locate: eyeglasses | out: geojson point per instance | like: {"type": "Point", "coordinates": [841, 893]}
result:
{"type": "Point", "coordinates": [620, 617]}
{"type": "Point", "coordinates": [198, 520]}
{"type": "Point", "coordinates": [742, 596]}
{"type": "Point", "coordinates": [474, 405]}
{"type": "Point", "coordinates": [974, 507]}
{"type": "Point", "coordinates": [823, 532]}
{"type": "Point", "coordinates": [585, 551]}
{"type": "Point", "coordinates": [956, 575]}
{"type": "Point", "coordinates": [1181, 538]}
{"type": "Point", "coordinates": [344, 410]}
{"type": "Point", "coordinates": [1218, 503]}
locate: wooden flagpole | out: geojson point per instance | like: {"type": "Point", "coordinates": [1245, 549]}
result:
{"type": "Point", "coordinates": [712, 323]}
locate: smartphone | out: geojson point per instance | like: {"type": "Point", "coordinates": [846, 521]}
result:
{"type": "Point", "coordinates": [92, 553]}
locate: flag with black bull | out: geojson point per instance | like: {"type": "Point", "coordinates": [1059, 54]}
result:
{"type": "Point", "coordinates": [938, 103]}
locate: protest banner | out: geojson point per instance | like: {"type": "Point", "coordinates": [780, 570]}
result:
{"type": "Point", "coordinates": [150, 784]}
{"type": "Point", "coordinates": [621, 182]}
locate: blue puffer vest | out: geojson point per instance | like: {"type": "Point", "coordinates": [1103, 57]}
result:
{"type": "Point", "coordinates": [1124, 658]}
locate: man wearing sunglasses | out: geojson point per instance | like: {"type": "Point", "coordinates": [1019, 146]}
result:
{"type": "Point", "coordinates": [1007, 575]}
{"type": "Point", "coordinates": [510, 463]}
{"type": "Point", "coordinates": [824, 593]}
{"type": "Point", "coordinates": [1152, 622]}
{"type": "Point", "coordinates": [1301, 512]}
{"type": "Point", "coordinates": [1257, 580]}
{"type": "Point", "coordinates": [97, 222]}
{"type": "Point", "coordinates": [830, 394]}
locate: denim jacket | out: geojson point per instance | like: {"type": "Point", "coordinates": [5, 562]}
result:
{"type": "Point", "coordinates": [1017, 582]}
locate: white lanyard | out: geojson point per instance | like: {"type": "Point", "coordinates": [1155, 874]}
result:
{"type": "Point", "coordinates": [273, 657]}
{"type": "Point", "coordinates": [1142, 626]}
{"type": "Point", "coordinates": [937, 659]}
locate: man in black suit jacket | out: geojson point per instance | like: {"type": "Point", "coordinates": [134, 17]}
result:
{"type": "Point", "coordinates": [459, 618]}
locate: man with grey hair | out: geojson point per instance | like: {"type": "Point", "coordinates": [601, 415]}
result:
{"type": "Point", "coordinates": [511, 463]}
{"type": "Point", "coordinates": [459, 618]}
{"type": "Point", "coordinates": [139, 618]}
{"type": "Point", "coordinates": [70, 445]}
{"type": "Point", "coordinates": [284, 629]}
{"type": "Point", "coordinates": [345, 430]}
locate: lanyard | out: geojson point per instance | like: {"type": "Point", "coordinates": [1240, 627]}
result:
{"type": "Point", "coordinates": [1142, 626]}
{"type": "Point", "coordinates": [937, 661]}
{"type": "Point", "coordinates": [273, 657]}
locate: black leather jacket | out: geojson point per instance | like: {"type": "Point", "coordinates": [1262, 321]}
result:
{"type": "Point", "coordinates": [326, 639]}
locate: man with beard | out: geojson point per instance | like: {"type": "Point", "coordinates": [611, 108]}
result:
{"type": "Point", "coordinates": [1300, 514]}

++++++++

**Task requirements:** Give an exact transcription of the data shown above.

**Answer:**
locate: eyeglasses | out: geojson point per instance | like: {"type": "Point", "coordinates": [841, 893]}
result:
{"type": "Point", "coordinates": [620, 617]}
{"type": "Point", "coordinates": [198, 520]}
{"type": "Point", "coordinates": [742, 596]}
{"type": "Point", "coordinates": [474, 405]}
{"type": "Point", "coordinates": [974, 507]}
{"type": "Point", "coordinates": [823, 532]}
{"type": "Point", "coordinates": [585, 551]}
{"type": "Point", "coordinates": [956, 575]}
{"type": "Point", "coordinates": [1181, 538]}
{"type": "Point", "coordinates": [344, 410]}
{"type": "Point", "coordinates": [1218, 503]}
locate: wooden flagpole | out: geojson point per instance | like: {"type": "Point", "coordinates": [1245, 549]}
result:
{"type": "Point", "coordinates": [712, 323]}
locate: smartphone | out: geojson point per instance | like: {"type": "Point", "coordinates": [846, 521]}
result:
{"type": "Point", "coordinates": [92, 553]}
locate: flag with black bull | out: geojson point per instance | like: {"type": "Point", "coordinates": [1059, 54]}
result:
{"type": "Point", "coordinates": [938, 103]}
locate: protest banner | out: geojson point per instance | like: {"type": "Point", "coordinates": [780, 570]}
result:
{"type": "Point", "coordinates": [150, 784]}
{"type": "Point", "coordinates": [621, 182]}
locate: blue puffer vest | out: geojson point per instance | like: {"type": "Point", "coordinates": [1103, 57]}
result:
{"type": "Point", "coordinates": [1124, 658]}
locate: man wearing sunglasses | out: geojson point per instance | like: {"type": "Point", "coordinates": [1019, 146]}
result:
{"type": "Point", "coordinates": [1007, 575]}
{"type": "Point", "coordinates": [510, 463]}
{"type": "Point", "coordinates": [824, 593]}
{"type": "Point", "coordinates": [1152, 622]}
{"type": "Point", "coordinates": [1301, 512]}
{"type": "Point", "coordinates": [1257, 580]}
{"type": "Point", "coordinates": [97, 222]}
{"type": "Point", "coordinates": [830, 394]}
locate: denim jacket | out: geojson point per instance | like: {"type": "Point", "coordinates": [5, 562]}
result:
{"type": "Point", "coordinates": [1017, 582]}
locate: white lanyard | out: geojson point per instance | like: {"type": "Point", "coordinates": [1155, 874]}
result:
{"type": "Point", "coordinates": [273, 657]}
{"type": "Point", "coordinates": [1142, 626]}
{"type": "Point", "coordinates": [937, 659]}
locate: man in black suit jacket | out: geojson point per instance | like: {"type": "Point", "coordinates": [134, 17]}
result:
{"type": "Point", "coordinates": [459, 618]}
locate: man with grey hair | out: geojson point per instance | like: {"type": "Point", "coordinates": [601, 415]}
result:
{"type": "Point", "coordinates": [511, 463]}
{"type": "Point", "coordinates": [459, 618]}
{"type": "Point", "coordinates": [139, 618]}
{"type": "Point", "coordinates": [70, 445]}
{"type": "Point", "coordinates": [284, 629]}
{"type": "Point", "coordinates": [345, 430]}
locate: lanyard | out: geojson point per instance | like: {"type": "Point", "coordinates": [1240, 627]}
result:
{"type": "Point", "coordinates": [1142, 626]}
{"type": "Point", "coordinates": [937, 661]}
{"type": "Point", "coordinates": [273, 657]}
locate: black leather jacket | out: geojson point per instance | like: {"type": "Point", "coordinates": [1262, 321]}
result:
{"type": "Point", "coordinates": [326, 639]}
locate: man with beard | out: geojson point per instance | like: {"type": "Point", "coordinates": [611, 108]}
result:
{"type": "Point", "coordinates": [1300, 514]}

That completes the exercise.